>> START DATASET ROWS

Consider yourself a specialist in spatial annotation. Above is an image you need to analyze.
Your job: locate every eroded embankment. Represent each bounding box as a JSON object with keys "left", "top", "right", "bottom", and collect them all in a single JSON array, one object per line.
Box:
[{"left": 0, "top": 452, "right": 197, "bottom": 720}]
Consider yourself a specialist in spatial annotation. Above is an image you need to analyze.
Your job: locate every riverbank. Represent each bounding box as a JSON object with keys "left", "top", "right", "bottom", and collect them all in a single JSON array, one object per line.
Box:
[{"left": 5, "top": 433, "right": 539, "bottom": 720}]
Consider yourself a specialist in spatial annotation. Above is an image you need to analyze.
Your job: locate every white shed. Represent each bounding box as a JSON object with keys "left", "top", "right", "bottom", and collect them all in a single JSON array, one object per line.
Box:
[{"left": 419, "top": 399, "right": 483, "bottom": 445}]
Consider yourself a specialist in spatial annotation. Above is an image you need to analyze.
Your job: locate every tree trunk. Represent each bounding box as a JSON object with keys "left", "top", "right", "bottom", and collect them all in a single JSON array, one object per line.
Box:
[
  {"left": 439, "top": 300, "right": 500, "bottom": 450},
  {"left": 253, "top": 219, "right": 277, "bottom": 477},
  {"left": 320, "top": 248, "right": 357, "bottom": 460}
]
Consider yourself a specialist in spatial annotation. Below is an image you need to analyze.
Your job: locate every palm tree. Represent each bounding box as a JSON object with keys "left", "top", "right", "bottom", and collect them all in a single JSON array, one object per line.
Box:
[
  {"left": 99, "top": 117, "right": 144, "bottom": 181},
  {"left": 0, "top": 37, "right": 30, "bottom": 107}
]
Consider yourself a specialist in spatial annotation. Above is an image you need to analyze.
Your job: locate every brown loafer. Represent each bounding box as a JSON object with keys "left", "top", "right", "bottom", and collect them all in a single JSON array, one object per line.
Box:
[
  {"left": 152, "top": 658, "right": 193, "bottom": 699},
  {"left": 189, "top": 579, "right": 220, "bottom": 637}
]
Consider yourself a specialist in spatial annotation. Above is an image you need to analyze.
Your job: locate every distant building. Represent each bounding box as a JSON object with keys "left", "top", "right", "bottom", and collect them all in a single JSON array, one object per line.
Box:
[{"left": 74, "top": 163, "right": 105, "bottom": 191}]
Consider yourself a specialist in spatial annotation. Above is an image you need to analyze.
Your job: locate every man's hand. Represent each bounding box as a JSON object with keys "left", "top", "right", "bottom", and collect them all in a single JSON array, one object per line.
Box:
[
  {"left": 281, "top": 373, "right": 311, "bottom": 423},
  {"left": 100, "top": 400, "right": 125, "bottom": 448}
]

>> END DATASET ROWS

Repeat the data verbatim.

• [PROBLEM SOLUTION]
Consider yourself a specialist in spatial annotation. Above is an image you need to analyze.
Your job: locate every eroded embankment. Represent each bounding box as a JSON object with keys "left", "top", "right", "bottom", and collect them all in a single JSON array, one object per line.
Box:
[{"left": 0, "top": 452, "right": 197, "bottom": 720}]
Consider yourself a specialist in spatial annotation. Above is an image you need to analyze.
Your job: locate every riverbank. Represent each bounding box as a JSON object with keys "left", "top", "right", "bottom", and collect them all in a single JSON array, one object per line.
Box:
[{"left": 5, "top": 433, "right": 539, "bottom": 720}]
Consider yourself a specialist in spatial annotation. Above is an image you need to analyze.
Your job: locate every white shed. Represent each bounding box as a JSON object with keys "left", "top", "right", "bottom", and collect them all in a single JSON array, one object per line.
Box:
[{"left": 419, "top": 399, "right": 483, "bottom": 445}]
Consider yourself a specialist in spatial annotation. Above is an image you need to analyze.
Your job: locate every tree trunk. Represent each bounding box as a JSON object with keys "left", "top", "right", "bottom", and collect them all in a single JSON array, one object per line.
Box:
[
  {"left": 439, "top": 300, "right": 500, "bottom": 450},
  {"left": 253, "top": 219, "right": 277, "bottom": 477},
  {"left": 320, "top": 248, "right": 357, "bottom": 460}
]
Consider yourself a specialist in spatial annotation. Below is an image you need to analyze.
Your job: locate every palm tree. Represent each bounding box as a JSON object with keys "left", "top", "right", "bottom", and collect them all in a single JSON array, one object per line.
Box:
[
  {"left": 99, "top": 117, "right": 144, "bottom": 181},
  {"left": 0, "top": 37, "right": 30, "bottom": 107}
]
Consider yourself a specialist in spatial annotation. Above is an image you need to analyze.
Your job: locate every brown loafer. Represent each bounding box as a JSON object with keys "left", "top", "right", "bottom", and collect them all in a single JSON array, one object per line.
Box:
[
  {"left": 152, "top": 658, "right": 193, "bottom": 699},
  {"left": 189, "top": 579, "right": 220, "bottom": 637}
]
Consider yourself a specialist in spatial annotation. Above is an image you need to analyze.
Your job: locate every distant building. Represent each bounding box as a JSON object with keys "left", "top", "right", "bottom", and collect them all in a single JSON array, one object per line.
Box:
[{"left": 74, "top": 163, "right": 105, "bottom": 191}]
Consider yourself a specialist in spatial annotation. Above is an image you need to analyze.
Your job: locate every man's hand. Represent each bounding box as a JSON object with keys "left", "top", "right", "bottom", and collect them all in a single JSON array, one object per line.
Box:
[
  {"left": 281, "top": 373, "right": 311, "bottom": 423},
  {"left": 100, "top": 400, "right": 125, "bottom": 448}
]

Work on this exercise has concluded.